## Required action 1
According to the EMS reimbursement article, which law enables CMS to start collecting cost data from ambulance service providers and suppliers?
## Required action 2
Pick up the EMS reimbursement article after its final sentence and write the next part.

## Extract provided
Start of Block
In EMS, our reimbursement doesn’t cover our costs.
Few leaders will dispute that, and various investigations over the years have backed it up.
Now the biggest payer for prehospital services, Medicare, has begun a process of collecting cost data that can formally document the shortfall. The Bipartisan Budget Act of 2018, which became law earlier this year, enables CMS to start collecting “cost, revenue, utilization, and other information” from providers and suppliers of ambulance services.
That creates an exciting moment of opportunity for EMS.
“If we can do this correctly, it will have a very positive impact on our industry,” said Asbel Montes, Vice President of Government Relations and Reimbursement for the Louisiana-based Acadian Companies. “Collecting our data appropriately can help us reform our current fee-for-service system to be adequately reimbursed not only for the cost of providing services, but also look at new avenues of reimbursement.”
In the long term, this data can fuel EMS’s looming transition to value and quality based reimbursement. In the short term it can help with the ongoing challenge of balancing existing fee-for-service programs and our vexing assortment of payer types.
“This is one of the biggest moments our industry has faced in the last 20 years,” Montes said,
“and it could either be an enormous benefit to our industry or have dire consequences if we don’t do it correctly.”
The Need for Standardization
It’s not hard to calculate the basic costs of doing business. Systems have labor, including hiring and training; they have vehicles and fleet expenses, including acquisition, maintenance, and repairs. There are medical equipment and supplies, physician oversight, communications hardware and software, insurance, and more.
However, not everyone counts exactly the same things in the same way. While agencies may track comparable data elements, their precise definitions and formats may differ, undermining the value of many comparisons.
End of Block
## Source records
Start of Block
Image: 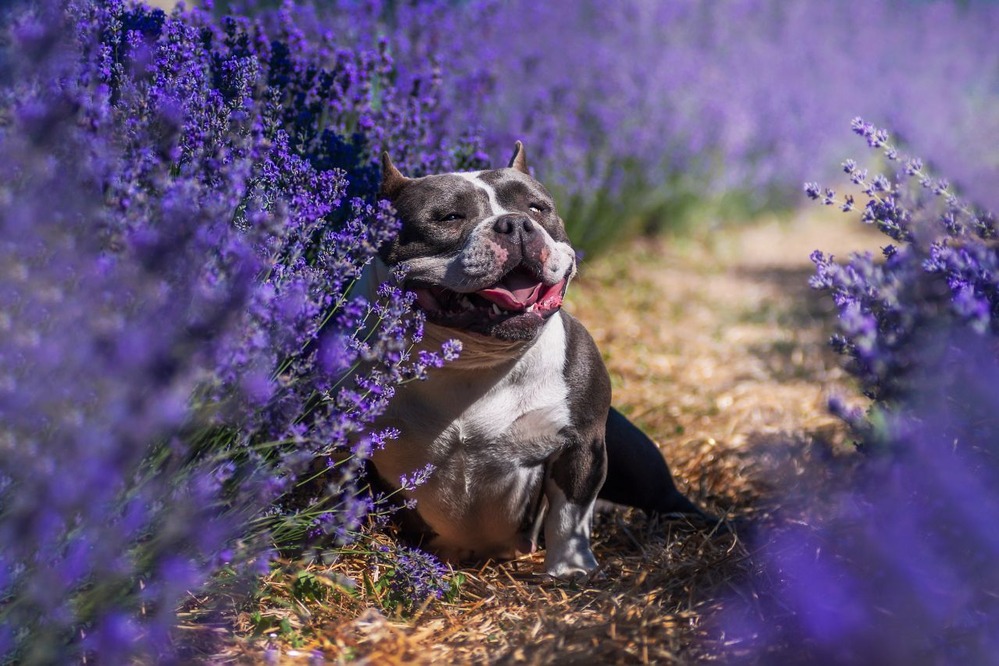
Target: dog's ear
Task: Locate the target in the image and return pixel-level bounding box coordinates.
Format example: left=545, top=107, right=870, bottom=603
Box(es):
left=510, top=141, right=531, bottom=176
left=378, top=150, right=409, bottom=201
End of Block
## Answer space 1
The Bipartisan Budget Act of 2018.

## Answer space 2
Montes explained, “We’re so much different than any other healthcare industry. We have volunteers, governmental authorities, independent services, public, private, nonprofit, fire-based, hospital-based. Each of them can have different cost structures and share operational costs against multiple lines. As CMS begins to build a cost-data tool, it has to account for these different organizational types.”
Yes, it’s true – CMS is developing a tool to help users standardize their cost data.
Montes, who is a part of the team delivering a precon session on the topic at the American Ambulance Association’s September conference, said the most notable thing that needs to be done is begin standardizing what everyone considers their costs to look like.
“We need to know our costs but also agree on what the definitions are,” Montes said.
CMS will also want to know about revenue, and systems account for that differently too. Some, for instance, might combine all Medicare payments into a single lump sum, whether via part B or Medicare Advantage. Medicaid comes with similar challenges. Some systems even lump it all in with commercial insurance.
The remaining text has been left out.